Task requirements:
For this exercise, copy all the data exactly and include none of the pictures.
----
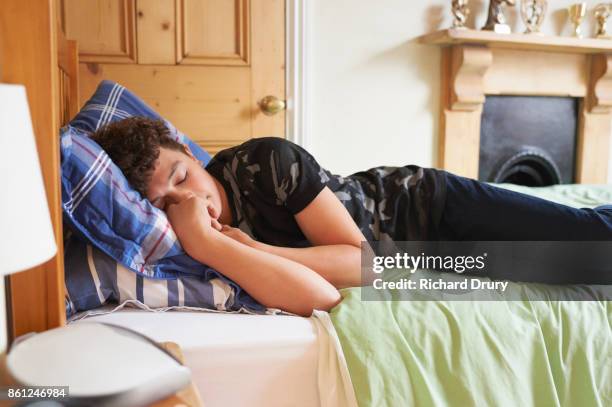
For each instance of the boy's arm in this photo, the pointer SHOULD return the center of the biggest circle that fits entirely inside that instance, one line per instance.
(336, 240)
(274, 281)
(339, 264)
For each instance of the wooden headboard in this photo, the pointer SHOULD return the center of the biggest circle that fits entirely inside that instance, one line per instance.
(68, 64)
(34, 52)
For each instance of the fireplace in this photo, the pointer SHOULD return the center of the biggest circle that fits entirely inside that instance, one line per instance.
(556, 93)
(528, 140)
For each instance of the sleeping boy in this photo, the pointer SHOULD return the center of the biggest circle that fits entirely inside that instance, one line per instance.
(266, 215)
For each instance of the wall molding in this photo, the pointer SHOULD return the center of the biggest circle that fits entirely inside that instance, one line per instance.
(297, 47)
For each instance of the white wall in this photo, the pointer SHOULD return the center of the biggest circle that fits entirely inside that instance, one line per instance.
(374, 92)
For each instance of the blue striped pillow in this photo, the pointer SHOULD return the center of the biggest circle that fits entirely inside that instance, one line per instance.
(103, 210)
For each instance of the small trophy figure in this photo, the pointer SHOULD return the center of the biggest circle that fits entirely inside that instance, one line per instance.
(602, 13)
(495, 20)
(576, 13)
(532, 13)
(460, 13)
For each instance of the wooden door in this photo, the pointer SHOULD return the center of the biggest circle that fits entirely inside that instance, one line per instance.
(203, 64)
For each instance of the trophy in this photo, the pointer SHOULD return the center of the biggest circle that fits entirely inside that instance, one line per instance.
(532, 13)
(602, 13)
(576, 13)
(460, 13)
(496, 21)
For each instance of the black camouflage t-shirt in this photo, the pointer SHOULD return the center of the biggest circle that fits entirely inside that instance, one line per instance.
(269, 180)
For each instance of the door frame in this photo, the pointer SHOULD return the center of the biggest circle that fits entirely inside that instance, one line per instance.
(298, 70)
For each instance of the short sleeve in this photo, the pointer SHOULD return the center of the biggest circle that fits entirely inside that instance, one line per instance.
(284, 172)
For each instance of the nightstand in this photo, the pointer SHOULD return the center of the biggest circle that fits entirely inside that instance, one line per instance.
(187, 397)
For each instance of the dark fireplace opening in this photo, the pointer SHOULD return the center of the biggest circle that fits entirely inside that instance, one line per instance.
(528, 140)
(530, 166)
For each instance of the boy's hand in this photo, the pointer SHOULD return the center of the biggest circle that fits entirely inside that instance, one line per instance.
----
Answer to this problem:
For each instance of the boy's arm in this photo, the pointer SHOULD return the center of the biggest circle that fits entirely inside that instance, one line per instance.
(336, 240)
(274, 281)
(339, 264)
For each instance of the wooden headboard in this photo, the pointer SHOULD return the center of the biggest circle that fits entirely inside that instance, one line per instance.
(68, 64)
(34, 52)
For each instance of the fireplace in this photo, the pointer SHOULD return the center of the biggest circle that fits entirely inside that instance, one line per instance.
(556, 93)
(528, 140)
For each instance of the sleeping boy in this photo, the pointer SHOULD return the center of the biggest circle that fits entirely inside that instance, one line per instance.
(266, 215)
For each instance of the wall molding in this photo, the pointer SHOULD return the center of the biggest circle that fits entirely inside that instance, one line per instance.
(297, 47)
For each instance of the white wall in this photo, the pointer SHOULD return the center of the biggest circle that fits entirely inside that instance, one line per instance.
(374, 92)
For each instance of the blue striped pillow in this photo, the pointer SHOULD return the center of the biggest circle that fits entirely inside that instance, one line per instance.
(103, 210)
For each instance of the small trophy figure in this photo, the pointer SHOULD return the center of the biggest circle that fits entirely inside that instance, one line per instance.
(602, 13)
(495, 20)
(576, 13)
(532, 13)
(460, 13)
For each instance of the wooden door in this photo, the pointer SHOULD return the center of the biggest circle that fits entirely inside that instance, one line per instance.
(203, 64)
For each instance of the trophy in this photo, the pointer SHOULD return the center of the biggest circle that fits entirely inside that instance, one line per instance.
(532, 13)
(602, 13)
(576, 13)
(460, 13)
(496, 21)
For each instance of the black camouflage t-shirt in this photo, the pointer SHOULD return the center of the biggest circle that fits entirely inside that instance, one line per instance.
(269, 180)
For each instance of the door frame in this photo, the pointer SHOULD return the center of the biggest circle that fits entirely inside that instance, one line per instance.
(298, 70)
For each instance of the short sleeve in this photo, the pointer SHOULD return the center of the biggest circle that fits entirely inside that instance, one line per instance.
(284, 172)
For each instance of the nightstand in this photo, the pointer SHOULD return the center of the biggest circle that fits entirely inside that instance, one line per instance.
(187, 397)
For each instance of the dark fireplace opening in this photo, the pointer SHOULD return the center of the biggest circle that fits entirely inside that instance, one line per instance.
(528, 140)
(530, 166)
For each instance of the boy's hand in this photo, the pointer SHOULD return the center of the biggest circle that fits entirely inside that instance, one line per instance.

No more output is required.